| TRAVAIL DEMANDÉ |
Prolongez le texte sur l'annulation des mises en examen dans l'affaire de l'amiante, en reprenant après sa dernière phrase.

+++ EXTRAIT FOURNI +++

« Un scandale judiciaire après le scandale sanitaire ! » : c’est ainsi que l’Association nationale de défense des victimes de l’amiante (Andeva) définit la décision de la Cour d’appel de Paris, qui a annulé ce vendredi 15 septembre les mises en examen de neuf décideurs - industriels, scientifiques, lobbyistes ou hauts fonctionnaires - qui occupaient des responsabilités nationales dans l’affaire de l’amiante. Alors que le dossier contient une chronologie minutieuse de l’évolution des connaissances scientifiques qui démontre que les dangers de l’amiante étaient connus de longue date, rappelle l’Andeva, les magistrats lui dénient toute valeur en indiquant que ces connaissances « ne se sont pas imposées de façon évidente et indiscutée » et que « la perception de la particulière gravité du risque était en outre obstruée par la durée de latence des pathologies en rapport avec l’amiante ». L’association annonce son intention d’aller en cassation et souligne combien ces décisions judiciaires dévastent les victimes et leurs familles.

+++ EXTRAITS DE DONNÉES +++

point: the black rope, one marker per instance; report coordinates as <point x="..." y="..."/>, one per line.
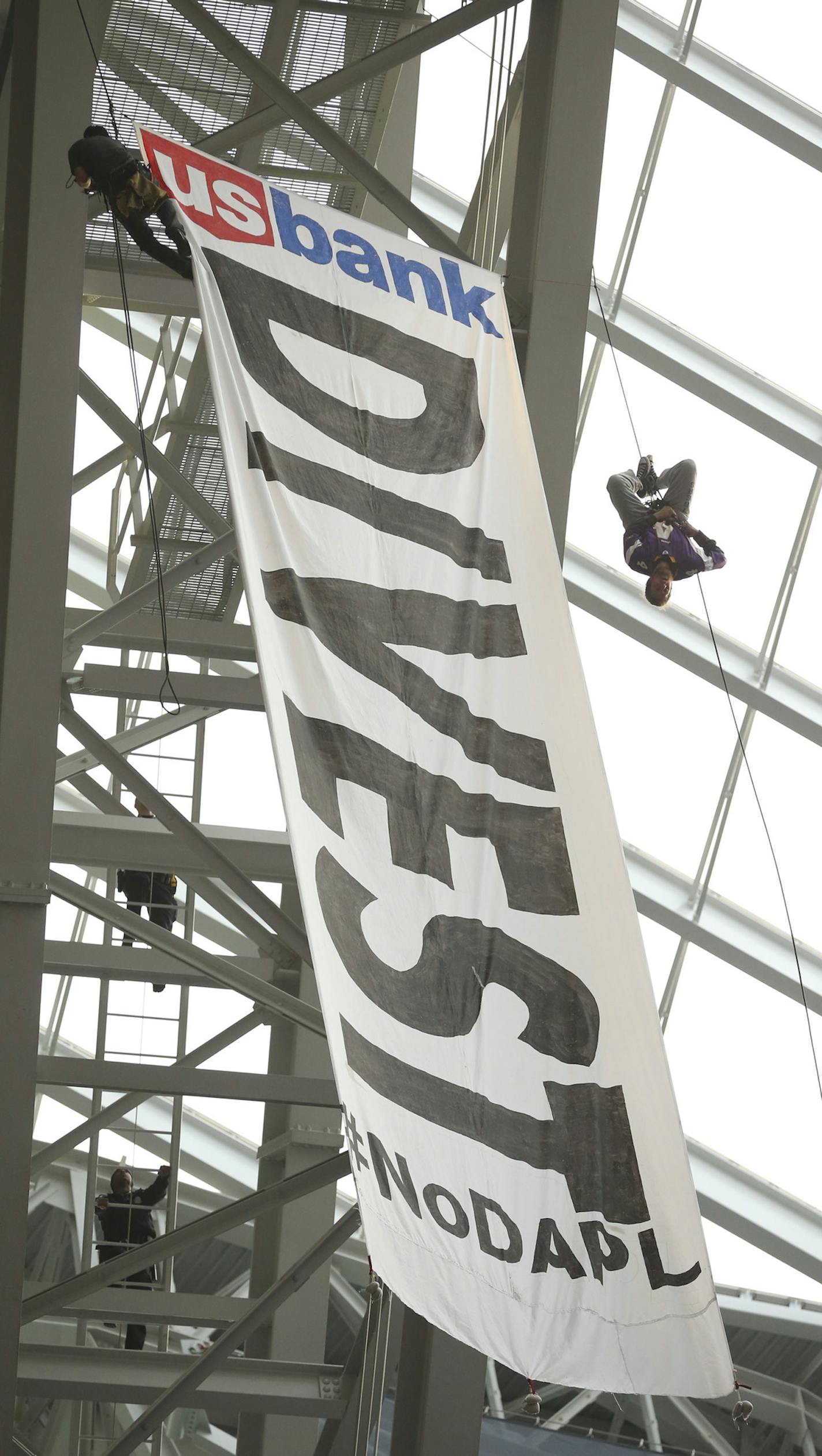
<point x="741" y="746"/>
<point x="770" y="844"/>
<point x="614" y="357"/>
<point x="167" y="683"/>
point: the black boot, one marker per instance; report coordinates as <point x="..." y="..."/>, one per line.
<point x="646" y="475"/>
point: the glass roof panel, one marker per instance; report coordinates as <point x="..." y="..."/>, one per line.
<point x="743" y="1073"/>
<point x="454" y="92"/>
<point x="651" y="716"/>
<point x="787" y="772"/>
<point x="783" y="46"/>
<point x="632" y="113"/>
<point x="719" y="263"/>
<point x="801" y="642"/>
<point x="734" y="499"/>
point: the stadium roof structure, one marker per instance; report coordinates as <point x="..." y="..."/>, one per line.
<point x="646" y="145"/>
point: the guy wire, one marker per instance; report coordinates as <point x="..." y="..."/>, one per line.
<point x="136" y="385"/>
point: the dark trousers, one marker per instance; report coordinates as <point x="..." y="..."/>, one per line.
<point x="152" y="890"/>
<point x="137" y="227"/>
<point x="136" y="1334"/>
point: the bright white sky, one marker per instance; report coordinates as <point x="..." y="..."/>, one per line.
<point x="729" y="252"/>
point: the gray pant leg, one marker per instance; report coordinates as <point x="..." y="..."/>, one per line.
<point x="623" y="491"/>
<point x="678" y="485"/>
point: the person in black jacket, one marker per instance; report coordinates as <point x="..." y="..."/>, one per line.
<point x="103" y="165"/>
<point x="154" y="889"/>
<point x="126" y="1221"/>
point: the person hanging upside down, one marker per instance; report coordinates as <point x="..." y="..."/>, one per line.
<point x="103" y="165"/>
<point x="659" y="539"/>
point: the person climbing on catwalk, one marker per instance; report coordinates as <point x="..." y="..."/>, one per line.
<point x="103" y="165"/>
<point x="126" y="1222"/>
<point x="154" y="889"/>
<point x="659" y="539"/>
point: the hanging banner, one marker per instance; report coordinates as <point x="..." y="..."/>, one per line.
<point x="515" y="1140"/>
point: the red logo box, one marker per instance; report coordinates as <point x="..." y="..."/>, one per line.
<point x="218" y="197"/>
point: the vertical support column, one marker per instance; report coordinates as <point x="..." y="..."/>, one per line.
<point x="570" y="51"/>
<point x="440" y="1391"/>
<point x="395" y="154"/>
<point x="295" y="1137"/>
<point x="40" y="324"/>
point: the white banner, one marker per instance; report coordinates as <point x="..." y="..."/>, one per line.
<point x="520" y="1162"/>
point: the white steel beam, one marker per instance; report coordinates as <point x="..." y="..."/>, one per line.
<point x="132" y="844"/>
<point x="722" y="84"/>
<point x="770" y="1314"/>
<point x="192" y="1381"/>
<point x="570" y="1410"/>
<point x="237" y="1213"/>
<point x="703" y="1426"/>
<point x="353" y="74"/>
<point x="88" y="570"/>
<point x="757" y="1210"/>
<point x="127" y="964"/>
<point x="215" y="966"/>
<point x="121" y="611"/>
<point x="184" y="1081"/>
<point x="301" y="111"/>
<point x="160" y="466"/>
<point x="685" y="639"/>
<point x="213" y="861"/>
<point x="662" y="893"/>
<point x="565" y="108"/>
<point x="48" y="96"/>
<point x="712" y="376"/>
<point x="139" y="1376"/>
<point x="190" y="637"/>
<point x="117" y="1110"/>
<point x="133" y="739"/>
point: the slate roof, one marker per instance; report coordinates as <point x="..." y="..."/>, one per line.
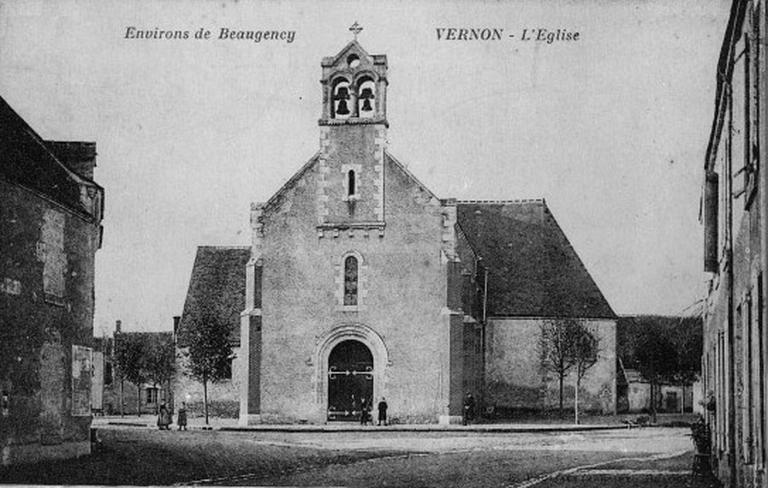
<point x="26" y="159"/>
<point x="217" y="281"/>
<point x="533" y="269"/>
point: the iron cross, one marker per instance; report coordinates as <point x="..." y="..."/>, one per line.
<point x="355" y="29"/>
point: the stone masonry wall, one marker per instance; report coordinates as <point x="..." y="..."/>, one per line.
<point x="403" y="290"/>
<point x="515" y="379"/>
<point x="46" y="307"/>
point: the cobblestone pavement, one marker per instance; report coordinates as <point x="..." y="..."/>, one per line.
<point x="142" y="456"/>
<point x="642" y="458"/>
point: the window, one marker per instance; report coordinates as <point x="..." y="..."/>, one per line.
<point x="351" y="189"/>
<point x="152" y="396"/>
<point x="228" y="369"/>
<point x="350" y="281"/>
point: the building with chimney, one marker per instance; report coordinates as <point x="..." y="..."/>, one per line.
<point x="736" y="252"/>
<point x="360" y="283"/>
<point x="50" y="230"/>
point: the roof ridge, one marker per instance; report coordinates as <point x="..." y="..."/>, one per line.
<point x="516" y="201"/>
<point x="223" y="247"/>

+++

| RÉSULTAT OBTENU |
Au début de l’été, une autre annonce a secoué les victimes. Révélée par le journal Le Monde au mois de juin, une ordonnance des juges d’instruction du pôle santé publique annonçait la clôture de l’instruction dans une vingtaine de dossiers pénaux de l’amiante, dont Eternit, Valeo ou Everite (Saint-Gobain). Motif invoqué : il est impossible de dater le moment où la faute a été commise et donc de l’imputer à quiconque.... La date d’intoxication étant incertaine, il serait impossible de savoir qui était, alors, aux responsabilités. Le lien entre la faute personnelle de chaque mis en examen et les dommages subis par les victimes ne pourra donc jamais être établi. Exit toute possibilité de réparation pour les 100 000 morts annoncés de l’amiante et pour leurs familles. Quelques jours plus tard, le Parquet entérinait cette argumentation.
« Une position contraire à la jurisprudence et à la logique la plus élémentaire »
Mais les victimes et leurs défenseurs ne comptent pas en rester là. Selon Alain Bobbio, de l’Andeva, « la justification invoquée pour motiver l’arrêt de toutes les investigations et prononcer des non-lieux en série est inhabituel : c’est la nature même de la maladie qui rendrait impossible la recherche des responsabilités de quiconque ! Scientifiquement cet argument ne tient pas debout ». Le raisonnement des juges sur la date introuvable « est si général qu’il reviendrait à rendre "intouchables" par avance tous les responsables de catastrophes sanitaires mettant en jeu des produits à effets différés ; cancérogènes, mutagènes ou reprotoxiques-CMR. » Actuellement, en France, plus de deux millions de personnes sont exposées quotidiennement à de tels produits toxiques dans leur travail.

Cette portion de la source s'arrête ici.